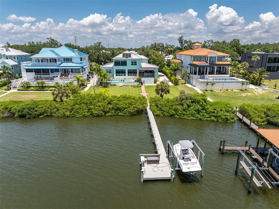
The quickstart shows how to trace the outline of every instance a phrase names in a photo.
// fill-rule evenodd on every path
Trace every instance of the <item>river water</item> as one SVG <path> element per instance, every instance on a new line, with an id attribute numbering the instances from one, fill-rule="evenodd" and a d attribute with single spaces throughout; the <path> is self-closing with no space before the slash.
<path id="1" fill-rule="evenodd" d="M 4 208 L 278 208 L 279 189 L 247 190 L 226 144 L 255 146 L 245 125 L 155 117 L 164 145 L 194 139 L 205 155 L 204 176 L 177 172 L 173 181 L 140 182 L 139 155 L 154 153 L 144 114 L 26 119 L 0 123 L 0 206 Z M 263 145 L 264 142 L 261 142 Z"/>

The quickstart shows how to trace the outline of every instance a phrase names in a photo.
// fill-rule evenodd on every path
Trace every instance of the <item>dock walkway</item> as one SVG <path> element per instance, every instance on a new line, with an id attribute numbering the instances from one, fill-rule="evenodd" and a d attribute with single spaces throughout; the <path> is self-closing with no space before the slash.
<path id="1" fill-rule="evenodd" d="M 146 108 L 146 112 L 153 142 L 157 153 L 160 156 L 159 164 L 145 164 L 144 167 L 142 168 L 144 170 L 143 180 L 171 179 L 172 174 L 171 166 L 168 159 L 154 116 L 149 109 L 149 104 Z"/>

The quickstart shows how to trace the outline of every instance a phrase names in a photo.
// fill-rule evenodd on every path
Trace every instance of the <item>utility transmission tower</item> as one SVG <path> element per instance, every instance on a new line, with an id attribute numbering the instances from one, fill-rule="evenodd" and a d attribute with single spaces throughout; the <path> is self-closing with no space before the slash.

* **WHAT THE TASK ASKS**
Retype the records above line for line, leaving out the pictures.

* **ANSWER TO THE EXERCISE**
The quickstart shows how to trace the outline of every instance a phrase names in a photo.
// fill-rule evenodd on every path
Trace every instance of the <item>river water</item> as one SVG <path> element per instance, every instance on a new line, with an id attribute numbering the instances from one, fill-rule="evenodd" and a d attribute with single spaces throughout; the <path> is self-closing with no space before the slash.
<path id="1" fill-rule="evenodd" d="M 4 208 L 278 208 L 279 189 L 247 190 L 226 144 L 255 146 L 245 125 L 155 117 L 164 145 L 194 139 L 205 155 L 204 176 L 177 172 L 173 181 L 140 182 L 139 155 L 154 153 L 144 114 L 26 119 L 0 123 L 0 206 Z M 263 145 L 264 142 L 261 142 Z"/>

The quickstart shows how to trace the outline of every instance a phrase names in a photo.
// fill-rule evenodd on every path
Trace every instance of the <item>dock walkway</item> as one SVG <path> element per instance, every instance on a new line, with an id attribute numbering the instances from one, fill-rule="evenodd" and a d attribute with single spaces throughout; the <path> is self-closing with no space before the slash.
<path id="1" fill-rule="evenodd" d="M 146 108 L 146 112 L 153 142 L 157 153 L 160 156 L 159 164 L 145 164 L 144 167 L 142 168 L 144 170 L 143 180 L 171 179 L 172 174 L 171 166 L 168 159 L 154 116 L 149 109 L 149 104 Z"/>

The quickstart shows how to trace the outline of every instance a phrase names in a photo.
// fill-rule evenodd on every path
Trace every instance of the <item>utility transmission tower</item> as one SVG <path> element per instance, every instance on a new line, with an id attribute numbering the instances from one, fill-rule="evenodd" and a d attribute with single spaces throughout; the <path> is self-closing with no space before the slash.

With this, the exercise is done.